Fragmento de página:
* * * * * * * * *
Han caído ya las primeras lágrimas olímpicas. Lloraba Samuel Sánchez y también lloraba Araceli Navarro. Felicidad y amargura. Un gregario veterano y una esgrimista novata. Samuel llora porque nunca creyó subir ese peldaño dorado de la muralla china, acostumbrado como está a sufrir por los demás, a trabajar para que otros se lleven la gloria. Samuel es un ciclista discreto, crecido a la sombra de los mediáticos y convocado en Pekín para hacer de guardaespaldas valverdiano. Pero como ocurre en tantas mañanas deportivas, de pronto el gregario enciende la luz y el gusano se convierte en mariposa triunfal. El hombre adusto vestido de Cenicienta olímpica.

Y a la misma hora en que Samuel lloraba, Araceli se dislocaba el hombro, pequeña criatura de 19 años. Se enfrentaba a la bicampeona mundial de sable y, echada en el suelo pedía a gritos que le colocaran el hombro en su sitio para proseguir el combate. No lloraba por el insufrible dolor, sino porque su médico tardaba en llegar, se agotaba el tiempo, la iban a eliminar y nadie quería ponerle el pie en la axila y estirarle el brazo hasta la agonía como ella reclamaba. Quería levantarse y seguir la desigual pelea, revivir el tratado del inútil combate, como uno de esos esgrimistas de las oscuras calles de Alatriste, sin importar la magnitud del desafío ni la inevitabilidad del desenlace. Carácter de otro siglo.
* * * * * * * * *
Extracto de filas:
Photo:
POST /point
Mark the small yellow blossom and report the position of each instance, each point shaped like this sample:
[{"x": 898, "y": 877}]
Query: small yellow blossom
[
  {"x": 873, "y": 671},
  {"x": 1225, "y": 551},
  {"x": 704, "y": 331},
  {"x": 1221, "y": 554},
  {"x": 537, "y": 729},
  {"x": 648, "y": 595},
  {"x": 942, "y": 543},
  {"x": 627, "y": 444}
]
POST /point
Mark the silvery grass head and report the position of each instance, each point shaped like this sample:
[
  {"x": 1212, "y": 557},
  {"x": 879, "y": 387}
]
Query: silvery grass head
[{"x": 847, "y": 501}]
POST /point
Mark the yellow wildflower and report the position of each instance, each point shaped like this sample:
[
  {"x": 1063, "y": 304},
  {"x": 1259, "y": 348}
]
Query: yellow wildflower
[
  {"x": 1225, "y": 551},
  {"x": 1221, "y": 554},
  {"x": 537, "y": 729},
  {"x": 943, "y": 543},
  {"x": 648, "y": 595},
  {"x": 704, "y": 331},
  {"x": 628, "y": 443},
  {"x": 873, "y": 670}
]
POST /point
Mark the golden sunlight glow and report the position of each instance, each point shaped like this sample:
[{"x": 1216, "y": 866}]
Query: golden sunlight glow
* * * * * * * * *
Aplica lo leído:
(1) Según el texto sobre las lágrimas olímpicas, ¿qué edad tenía Araceli Navarro?
(2) Reproduce el fragmento del texto sobre las lágrimas olímpicas que va entre "Y a la misma" y "de otro siglo.", ambos incluidos.
(3) Prosigue el texto sobre las lágrimas olímpicas a partir de su última oración.

Respuestas escritas:
(1) Tenía 19 años.

(2)
Y a la misma hora en que Samuel lloraba, Araceli se dislocaba el hombro, pequeña criatura de 19 años. Se enfrentaba a la bicampeona mundial de sable y, echada en el suelo pedía a gritos que le colocaran el hombro en su sitio para proseguir el combate. No lloraba por el insufrible dolor, sino porque su médico tardaba en llegar, se agotaba el tiempo, la iban a eliminar y nadie quería ponerle el pie en la axila y estirarle el brazo hasta la agonía como ella reclamaba. Quería levantarse y seguir la desigual pelea, revivir el tratado del inútil combate, como uno de esos esgrimistas de las oscuras calles de Alatriste, sin importar la magnitud del desafío ni la inevitabilidad del desenlace. Carácter de otro siglo.

(3)
Y así todo y siempre porque las aventuras olímpicas poseen dos caras. Las de Mireia Belmonte nadando a ritmo de récord mundial, pero acabando fuera de la final. Las de Gervasio Deferr fallando en el potro, pero volando excelso en suelo, otra vez con destino glorioso. Las dos caras de la NBC pagando 560 millones por televisar los JJOO, pero echándolos a la basura al transmitir la ceremonia inaugural en EEUU con 12 horas de diferido, confirmando que no hay vida en el cerebro de un programador televisivo.

Entre la felicidad y la amargura apenas existe un filo milimétrico, pero no hemos podido penetrar en el inescrutable rostro de Michael Phelps durante el debut de su hercúlea tarea, esos 17 vuelos rasantes sobre el agua cúbica. Ha batido el récord olímpico, pero su rostro reflejaba decepción. O quizá frialdad. O una máscara de hielo. Pero fruncía la nariz y hacía "no, no" con la cabeza. ¿Qué significaban esos noes ¿Temor a Ryan Lochte, su compatriota ¿O malestar contra sí mismo por haber empezado demasiado fuerte Muy probablemente fuesen solo un espejismo y a estas horas ya sume el primer oro de su quimera. Pero, ¿y si esos noes remitían a algún demonio interior, a una desazón física, un miedo impropio ¿Y si esos noes reaparecen en el momento más delicado para Hércules?